Goal of the exercise — If a line in the listing carries the word "spike", return a copy of that line.

Provided data —
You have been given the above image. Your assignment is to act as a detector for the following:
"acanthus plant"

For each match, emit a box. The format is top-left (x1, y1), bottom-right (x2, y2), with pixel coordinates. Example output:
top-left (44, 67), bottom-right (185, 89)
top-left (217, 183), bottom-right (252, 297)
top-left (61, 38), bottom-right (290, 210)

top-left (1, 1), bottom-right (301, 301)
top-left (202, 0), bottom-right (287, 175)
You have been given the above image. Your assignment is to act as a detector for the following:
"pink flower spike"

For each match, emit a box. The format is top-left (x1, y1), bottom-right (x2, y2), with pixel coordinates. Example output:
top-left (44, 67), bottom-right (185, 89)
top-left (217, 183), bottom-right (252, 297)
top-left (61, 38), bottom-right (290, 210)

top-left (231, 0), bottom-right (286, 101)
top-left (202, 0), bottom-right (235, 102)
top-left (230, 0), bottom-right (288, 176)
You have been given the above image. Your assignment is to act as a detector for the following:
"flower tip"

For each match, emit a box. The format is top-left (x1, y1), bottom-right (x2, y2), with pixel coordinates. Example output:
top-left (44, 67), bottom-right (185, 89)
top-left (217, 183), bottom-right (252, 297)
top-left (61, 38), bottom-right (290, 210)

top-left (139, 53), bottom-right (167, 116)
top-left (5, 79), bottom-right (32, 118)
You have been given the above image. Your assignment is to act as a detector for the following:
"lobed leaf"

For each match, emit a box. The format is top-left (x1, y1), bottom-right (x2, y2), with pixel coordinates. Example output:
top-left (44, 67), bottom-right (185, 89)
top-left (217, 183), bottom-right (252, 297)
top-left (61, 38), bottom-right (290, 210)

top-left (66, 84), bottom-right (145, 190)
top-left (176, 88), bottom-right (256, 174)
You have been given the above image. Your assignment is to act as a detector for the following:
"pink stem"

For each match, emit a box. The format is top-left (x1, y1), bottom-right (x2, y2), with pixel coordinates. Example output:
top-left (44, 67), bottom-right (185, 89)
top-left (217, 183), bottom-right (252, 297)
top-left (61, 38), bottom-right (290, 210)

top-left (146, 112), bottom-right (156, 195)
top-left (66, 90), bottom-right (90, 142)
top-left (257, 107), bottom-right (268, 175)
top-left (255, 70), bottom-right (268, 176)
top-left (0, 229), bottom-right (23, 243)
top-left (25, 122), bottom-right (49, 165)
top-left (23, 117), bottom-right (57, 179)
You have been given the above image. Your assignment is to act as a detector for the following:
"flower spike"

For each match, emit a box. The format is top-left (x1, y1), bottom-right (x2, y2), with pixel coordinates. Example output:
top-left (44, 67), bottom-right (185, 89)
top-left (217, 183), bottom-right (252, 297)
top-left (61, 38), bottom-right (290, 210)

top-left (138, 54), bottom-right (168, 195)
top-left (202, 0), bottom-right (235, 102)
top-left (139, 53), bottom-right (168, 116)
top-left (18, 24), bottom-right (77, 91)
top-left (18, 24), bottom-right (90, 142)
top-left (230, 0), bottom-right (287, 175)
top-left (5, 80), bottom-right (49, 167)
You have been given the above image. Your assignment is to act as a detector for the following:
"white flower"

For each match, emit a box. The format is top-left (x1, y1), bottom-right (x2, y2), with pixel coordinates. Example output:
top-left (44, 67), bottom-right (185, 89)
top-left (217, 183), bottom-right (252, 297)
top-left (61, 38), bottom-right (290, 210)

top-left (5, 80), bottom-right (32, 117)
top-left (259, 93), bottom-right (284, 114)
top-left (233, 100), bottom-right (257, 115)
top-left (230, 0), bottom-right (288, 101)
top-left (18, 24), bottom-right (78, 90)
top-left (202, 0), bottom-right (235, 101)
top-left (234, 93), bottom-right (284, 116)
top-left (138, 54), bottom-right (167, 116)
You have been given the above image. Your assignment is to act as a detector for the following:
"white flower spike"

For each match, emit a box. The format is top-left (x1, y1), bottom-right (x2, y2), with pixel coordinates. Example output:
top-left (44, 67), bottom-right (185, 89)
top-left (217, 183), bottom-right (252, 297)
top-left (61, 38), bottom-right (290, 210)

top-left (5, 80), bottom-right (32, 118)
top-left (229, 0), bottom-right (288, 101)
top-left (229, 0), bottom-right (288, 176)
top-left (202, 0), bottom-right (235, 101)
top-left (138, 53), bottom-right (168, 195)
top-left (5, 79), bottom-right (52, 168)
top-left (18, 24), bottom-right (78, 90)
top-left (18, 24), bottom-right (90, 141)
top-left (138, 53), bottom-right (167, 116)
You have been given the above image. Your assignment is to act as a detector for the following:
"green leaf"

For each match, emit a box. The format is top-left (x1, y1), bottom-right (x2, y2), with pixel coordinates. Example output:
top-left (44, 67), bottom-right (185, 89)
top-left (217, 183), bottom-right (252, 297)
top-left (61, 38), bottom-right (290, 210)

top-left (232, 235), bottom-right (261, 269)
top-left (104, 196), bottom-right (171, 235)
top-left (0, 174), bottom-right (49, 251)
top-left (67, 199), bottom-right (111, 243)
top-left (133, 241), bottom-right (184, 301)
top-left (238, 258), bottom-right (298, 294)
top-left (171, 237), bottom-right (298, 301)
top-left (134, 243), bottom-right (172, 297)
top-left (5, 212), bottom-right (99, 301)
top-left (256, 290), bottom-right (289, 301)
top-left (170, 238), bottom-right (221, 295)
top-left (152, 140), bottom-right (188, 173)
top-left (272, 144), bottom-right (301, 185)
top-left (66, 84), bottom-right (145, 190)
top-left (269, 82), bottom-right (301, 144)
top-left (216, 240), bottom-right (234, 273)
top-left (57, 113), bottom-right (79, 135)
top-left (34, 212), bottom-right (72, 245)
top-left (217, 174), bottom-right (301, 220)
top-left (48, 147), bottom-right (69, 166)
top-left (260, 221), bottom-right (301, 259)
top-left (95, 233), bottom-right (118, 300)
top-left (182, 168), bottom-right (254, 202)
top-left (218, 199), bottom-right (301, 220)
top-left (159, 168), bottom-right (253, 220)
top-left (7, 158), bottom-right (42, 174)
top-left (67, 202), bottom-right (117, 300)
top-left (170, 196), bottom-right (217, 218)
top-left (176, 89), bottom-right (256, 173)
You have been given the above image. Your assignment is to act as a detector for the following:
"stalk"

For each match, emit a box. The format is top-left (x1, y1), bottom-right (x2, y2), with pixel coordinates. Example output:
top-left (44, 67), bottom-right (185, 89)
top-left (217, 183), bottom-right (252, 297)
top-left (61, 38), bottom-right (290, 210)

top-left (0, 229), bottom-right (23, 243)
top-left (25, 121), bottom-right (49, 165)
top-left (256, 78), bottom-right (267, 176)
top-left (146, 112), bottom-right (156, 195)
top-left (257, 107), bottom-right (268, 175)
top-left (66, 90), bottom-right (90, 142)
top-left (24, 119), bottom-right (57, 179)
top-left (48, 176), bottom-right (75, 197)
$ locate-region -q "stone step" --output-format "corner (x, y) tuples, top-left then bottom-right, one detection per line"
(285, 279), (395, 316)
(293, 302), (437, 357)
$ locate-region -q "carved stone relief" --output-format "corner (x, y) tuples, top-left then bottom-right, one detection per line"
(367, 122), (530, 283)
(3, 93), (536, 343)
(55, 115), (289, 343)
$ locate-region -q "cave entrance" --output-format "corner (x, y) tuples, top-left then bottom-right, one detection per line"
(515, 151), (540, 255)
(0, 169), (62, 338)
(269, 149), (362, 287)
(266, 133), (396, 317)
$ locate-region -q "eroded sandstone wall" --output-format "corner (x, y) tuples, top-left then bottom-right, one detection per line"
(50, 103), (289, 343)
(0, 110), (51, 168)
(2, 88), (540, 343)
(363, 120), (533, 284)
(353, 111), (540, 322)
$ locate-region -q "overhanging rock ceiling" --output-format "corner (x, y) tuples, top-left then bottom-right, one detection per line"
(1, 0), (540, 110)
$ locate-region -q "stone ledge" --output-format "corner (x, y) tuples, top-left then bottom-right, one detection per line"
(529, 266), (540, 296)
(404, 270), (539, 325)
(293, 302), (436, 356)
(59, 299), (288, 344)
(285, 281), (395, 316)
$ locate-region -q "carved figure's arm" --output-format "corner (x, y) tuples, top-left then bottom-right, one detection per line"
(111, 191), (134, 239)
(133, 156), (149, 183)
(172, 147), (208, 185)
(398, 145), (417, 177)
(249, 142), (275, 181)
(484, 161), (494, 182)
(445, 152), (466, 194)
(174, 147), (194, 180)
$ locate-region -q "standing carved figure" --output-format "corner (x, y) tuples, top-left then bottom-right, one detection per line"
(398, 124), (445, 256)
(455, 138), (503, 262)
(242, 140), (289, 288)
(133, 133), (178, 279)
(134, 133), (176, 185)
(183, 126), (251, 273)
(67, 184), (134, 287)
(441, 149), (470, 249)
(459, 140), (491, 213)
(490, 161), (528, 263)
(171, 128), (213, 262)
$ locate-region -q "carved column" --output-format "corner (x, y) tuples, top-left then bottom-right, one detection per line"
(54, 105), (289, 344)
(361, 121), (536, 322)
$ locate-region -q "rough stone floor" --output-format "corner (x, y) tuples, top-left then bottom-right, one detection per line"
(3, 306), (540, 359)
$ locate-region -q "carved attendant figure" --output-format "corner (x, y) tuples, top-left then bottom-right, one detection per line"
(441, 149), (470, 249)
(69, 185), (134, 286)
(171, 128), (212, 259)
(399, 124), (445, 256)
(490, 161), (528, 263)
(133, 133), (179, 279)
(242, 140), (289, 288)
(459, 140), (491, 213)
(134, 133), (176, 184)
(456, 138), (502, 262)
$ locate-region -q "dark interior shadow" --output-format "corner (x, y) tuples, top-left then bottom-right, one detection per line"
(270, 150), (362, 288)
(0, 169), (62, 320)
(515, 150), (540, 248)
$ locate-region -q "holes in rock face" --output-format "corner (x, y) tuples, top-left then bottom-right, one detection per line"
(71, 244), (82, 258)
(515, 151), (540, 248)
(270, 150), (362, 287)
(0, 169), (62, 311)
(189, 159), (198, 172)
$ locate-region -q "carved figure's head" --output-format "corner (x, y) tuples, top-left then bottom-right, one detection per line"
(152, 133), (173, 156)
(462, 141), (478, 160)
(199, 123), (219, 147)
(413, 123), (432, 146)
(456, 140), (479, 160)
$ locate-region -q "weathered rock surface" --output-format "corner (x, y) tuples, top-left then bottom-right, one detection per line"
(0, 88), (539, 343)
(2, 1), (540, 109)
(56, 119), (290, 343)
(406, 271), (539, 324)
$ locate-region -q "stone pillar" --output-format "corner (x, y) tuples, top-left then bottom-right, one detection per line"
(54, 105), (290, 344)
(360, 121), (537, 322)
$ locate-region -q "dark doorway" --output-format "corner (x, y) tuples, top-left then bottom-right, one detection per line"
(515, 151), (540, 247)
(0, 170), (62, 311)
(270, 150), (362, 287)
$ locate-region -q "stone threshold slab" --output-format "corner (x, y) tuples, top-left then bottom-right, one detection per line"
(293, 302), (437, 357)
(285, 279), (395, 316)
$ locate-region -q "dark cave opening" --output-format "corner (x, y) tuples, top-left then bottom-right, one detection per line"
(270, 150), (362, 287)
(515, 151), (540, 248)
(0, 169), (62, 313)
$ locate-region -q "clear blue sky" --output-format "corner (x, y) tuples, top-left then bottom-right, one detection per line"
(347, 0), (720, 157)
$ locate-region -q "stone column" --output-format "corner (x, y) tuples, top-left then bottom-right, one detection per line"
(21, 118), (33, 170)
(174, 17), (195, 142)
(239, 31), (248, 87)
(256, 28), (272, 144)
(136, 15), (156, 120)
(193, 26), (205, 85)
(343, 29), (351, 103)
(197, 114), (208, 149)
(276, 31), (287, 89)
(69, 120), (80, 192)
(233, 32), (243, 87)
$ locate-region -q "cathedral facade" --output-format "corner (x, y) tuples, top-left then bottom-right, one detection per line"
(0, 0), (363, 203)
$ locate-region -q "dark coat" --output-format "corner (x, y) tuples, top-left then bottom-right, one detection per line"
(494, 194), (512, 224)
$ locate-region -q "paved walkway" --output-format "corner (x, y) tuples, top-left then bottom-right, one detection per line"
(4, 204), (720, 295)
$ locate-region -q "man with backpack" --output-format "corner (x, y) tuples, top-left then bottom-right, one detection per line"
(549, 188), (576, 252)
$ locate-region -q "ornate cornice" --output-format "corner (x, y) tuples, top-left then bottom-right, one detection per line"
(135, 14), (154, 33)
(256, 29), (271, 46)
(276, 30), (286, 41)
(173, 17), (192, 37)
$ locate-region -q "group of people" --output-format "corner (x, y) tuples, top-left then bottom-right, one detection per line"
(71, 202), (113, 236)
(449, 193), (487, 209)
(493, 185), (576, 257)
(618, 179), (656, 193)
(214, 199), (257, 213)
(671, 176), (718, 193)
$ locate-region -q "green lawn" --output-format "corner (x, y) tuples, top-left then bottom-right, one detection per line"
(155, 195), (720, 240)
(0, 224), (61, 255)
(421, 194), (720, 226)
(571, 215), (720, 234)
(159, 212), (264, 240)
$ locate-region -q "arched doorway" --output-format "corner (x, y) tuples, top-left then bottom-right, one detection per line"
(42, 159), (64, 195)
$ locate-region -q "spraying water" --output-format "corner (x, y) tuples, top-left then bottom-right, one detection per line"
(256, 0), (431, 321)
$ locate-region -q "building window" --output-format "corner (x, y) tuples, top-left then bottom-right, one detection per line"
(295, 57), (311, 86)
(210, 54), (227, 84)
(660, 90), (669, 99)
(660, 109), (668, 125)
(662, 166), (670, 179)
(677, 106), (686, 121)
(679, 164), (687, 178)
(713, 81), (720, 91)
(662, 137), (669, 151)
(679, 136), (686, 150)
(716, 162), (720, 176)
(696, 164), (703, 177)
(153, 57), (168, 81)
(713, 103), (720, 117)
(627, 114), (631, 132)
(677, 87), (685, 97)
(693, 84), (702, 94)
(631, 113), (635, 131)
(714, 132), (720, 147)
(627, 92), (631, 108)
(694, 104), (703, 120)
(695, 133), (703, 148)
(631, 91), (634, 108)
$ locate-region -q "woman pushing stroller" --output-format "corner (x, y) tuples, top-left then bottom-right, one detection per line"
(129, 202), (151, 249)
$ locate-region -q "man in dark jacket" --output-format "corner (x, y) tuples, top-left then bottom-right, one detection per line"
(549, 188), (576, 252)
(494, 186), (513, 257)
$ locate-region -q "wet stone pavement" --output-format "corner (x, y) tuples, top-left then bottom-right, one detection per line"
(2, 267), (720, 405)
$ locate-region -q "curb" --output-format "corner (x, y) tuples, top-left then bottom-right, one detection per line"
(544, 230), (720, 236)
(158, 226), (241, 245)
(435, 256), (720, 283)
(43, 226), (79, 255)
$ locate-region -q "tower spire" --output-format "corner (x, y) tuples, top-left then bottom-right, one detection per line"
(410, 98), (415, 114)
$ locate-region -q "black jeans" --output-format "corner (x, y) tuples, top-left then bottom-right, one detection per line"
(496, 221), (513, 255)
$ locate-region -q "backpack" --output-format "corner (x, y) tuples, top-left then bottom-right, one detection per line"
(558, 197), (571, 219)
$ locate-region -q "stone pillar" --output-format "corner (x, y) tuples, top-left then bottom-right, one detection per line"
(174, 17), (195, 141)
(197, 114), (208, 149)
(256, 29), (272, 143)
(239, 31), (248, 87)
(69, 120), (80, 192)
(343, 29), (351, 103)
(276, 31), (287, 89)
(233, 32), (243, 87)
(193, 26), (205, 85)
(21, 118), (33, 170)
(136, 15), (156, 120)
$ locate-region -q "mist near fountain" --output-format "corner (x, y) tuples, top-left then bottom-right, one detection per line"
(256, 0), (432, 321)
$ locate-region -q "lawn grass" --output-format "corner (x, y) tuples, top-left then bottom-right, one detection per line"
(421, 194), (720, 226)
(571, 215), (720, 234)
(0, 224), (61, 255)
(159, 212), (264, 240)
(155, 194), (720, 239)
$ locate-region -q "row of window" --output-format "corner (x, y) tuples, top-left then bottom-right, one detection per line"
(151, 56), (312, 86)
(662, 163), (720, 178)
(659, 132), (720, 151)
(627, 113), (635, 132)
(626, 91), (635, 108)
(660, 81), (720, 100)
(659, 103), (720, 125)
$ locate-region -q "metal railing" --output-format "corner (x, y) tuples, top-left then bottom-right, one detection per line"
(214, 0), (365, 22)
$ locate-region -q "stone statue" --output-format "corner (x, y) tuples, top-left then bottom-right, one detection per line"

Task response —
"pink flower spike"
"flower spike"
"white flower spike"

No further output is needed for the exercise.